╭─ Material for this exercise

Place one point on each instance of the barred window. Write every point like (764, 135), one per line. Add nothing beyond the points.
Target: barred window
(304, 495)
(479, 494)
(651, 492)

╰─

Exercise instructions: Can you copy every one of the records above, line by line, without changing a single character?

Right answer:
Place one point on each instance of the barred window. Write every point like (764, 135), one per line. Add nothing beyond the points.
Target: barred window
(304, 495)
(479, 494)
(651, 492)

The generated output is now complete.